▶ **Directions for this task**:
Copy the records below exactly as they appear, from the line that contains "the worker's dark" through the line that contains "column 1133, row 119", and nothing else.
-- begin Dataset content --
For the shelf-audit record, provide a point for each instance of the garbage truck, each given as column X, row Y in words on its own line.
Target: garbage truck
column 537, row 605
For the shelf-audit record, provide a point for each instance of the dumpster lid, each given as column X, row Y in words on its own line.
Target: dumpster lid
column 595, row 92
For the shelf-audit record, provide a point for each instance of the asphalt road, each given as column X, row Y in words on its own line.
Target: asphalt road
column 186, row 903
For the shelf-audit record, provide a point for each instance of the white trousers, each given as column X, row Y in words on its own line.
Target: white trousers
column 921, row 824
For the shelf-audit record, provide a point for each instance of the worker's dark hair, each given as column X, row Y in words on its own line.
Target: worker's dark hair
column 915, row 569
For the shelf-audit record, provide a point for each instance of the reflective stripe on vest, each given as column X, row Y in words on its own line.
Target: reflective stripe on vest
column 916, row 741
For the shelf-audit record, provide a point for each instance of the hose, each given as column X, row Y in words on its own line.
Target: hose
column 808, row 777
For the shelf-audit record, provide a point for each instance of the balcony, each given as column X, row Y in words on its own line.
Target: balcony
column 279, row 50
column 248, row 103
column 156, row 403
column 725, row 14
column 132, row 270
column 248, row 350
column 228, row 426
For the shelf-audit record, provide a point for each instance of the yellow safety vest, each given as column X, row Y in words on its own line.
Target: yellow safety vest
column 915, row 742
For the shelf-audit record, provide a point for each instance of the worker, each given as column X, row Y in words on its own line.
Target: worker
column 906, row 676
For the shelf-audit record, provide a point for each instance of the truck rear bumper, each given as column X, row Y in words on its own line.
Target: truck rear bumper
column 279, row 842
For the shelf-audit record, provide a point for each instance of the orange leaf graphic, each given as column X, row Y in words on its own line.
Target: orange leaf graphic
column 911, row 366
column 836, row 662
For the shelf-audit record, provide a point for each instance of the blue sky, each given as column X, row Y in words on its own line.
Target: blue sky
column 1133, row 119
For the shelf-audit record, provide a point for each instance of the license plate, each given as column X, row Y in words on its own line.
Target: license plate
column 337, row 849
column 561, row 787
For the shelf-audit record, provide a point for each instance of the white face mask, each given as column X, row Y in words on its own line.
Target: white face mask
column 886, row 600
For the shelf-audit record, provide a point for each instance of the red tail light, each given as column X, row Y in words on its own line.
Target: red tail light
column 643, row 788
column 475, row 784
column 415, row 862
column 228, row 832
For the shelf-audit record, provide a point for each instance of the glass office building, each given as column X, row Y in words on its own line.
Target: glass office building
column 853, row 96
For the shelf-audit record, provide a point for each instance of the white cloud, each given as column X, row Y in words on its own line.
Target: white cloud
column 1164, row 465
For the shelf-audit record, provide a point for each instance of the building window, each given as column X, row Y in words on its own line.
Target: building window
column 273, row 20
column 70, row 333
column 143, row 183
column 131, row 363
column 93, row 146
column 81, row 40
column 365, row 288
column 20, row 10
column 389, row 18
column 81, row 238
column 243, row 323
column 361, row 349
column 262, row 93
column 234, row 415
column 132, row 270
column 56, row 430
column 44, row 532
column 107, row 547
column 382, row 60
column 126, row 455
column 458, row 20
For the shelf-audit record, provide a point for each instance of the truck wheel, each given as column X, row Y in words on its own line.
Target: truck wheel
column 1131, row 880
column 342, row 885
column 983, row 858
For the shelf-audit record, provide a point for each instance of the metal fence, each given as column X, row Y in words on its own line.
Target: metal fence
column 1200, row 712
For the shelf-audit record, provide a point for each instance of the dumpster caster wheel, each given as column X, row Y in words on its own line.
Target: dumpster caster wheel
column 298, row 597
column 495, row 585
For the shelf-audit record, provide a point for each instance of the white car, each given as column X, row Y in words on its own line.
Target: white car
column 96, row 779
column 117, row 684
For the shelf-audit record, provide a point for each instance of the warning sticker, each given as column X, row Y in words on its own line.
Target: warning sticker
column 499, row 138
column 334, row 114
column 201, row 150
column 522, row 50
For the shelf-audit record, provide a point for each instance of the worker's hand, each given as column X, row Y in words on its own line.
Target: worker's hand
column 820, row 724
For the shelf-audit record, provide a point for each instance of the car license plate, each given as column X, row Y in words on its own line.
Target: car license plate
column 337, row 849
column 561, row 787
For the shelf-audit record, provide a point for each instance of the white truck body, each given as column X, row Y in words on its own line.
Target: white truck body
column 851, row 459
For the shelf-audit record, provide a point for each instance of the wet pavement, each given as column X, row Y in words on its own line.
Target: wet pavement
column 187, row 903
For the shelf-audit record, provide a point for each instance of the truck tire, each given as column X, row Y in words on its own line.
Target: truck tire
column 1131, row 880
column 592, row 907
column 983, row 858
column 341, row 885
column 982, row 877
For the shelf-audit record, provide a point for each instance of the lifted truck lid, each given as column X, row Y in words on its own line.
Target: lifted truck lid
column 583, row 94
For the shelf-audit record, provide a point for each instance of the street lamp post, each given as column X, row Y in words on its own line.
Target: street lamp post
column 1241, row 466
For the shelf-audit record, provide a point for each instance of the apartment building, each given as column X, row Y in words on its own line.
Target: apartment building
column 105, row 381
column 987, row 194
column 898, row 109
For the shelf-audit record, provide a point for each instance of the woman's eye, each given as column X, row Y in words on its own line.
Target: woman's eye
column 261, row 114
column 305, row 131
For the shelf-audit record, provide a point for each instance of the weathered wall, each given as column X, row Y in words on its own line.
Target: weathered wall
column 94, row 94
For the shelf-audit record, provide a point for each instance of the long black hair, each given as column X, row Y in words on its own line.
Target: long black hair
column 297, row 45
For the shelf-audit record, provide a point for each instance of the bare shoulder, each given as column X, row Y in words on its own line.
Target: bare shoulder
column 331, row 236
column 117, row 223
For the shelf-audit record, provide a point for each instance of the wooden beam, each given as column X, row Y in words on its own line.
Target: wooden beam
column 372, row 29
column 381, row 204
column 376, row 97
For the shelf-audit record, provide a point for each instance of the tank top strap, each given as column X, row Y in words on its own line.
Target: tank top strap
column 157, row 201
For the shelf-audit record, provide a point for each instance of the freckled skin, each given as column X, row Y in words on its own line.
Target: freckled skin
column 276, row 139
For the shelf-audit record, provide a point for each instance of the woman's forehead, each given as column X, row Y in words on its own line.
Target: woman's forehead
-- end Dataset content --
▶ **Expected answer**:
For the shelf-audit record, provide a point for each instance of the worker's dark hair, each given as column X, row Y in words on its own line.
Target: worker's dark hair
column 915, row 569
For the shelf-audit record, provide a point for each instance of the reflective stripe on vest, each given as column X, row Y in words on its own line.
Target: reflective stripe on vest
column 916, row 741
For the shelf-audit record, provide a point for each instance of the hose, each given as column X, row Y in words on its own line.
Target: hose
column 808, row 777
For the shelf-audit record, provide a point for each instance of the balcony, each given as column X, row Y in words on its own line.
Target: balcony
column 279, row 50
column 248, row 103
column 156, row 403
column 725, row 14
column 132, row 270
column 248, row 350
column 228, row 426
For the shelf-audit record, provide a point for each instance of the yellow safety vest, each given as column X, row Y in words on its own line.
Target: yellow safety vest
column 915, row 742
For the shelf-audit record, provide a point for each instance of the worker, each given as column X, row Y in words on its own line.
Target: worker
column 906, row 676
For the shelf-audit record, provide a point for each instance of the truck rear bumper, each given as column X, row Y in words on its own line.
Target: truck rear bumper
column 279, row 842
For the shelf-audit record, provide a point for each instance of the orange leaf graphic, each given as column X, row Y in words on its own line.
Target: orange leaf graphic
column 911, row 366
column 836, row 662
For the shelf-audit record, provide a point for each instance of the blue sky, each given as column X, row Y in words on its own line.
Target: blue sky
column 1133, row 119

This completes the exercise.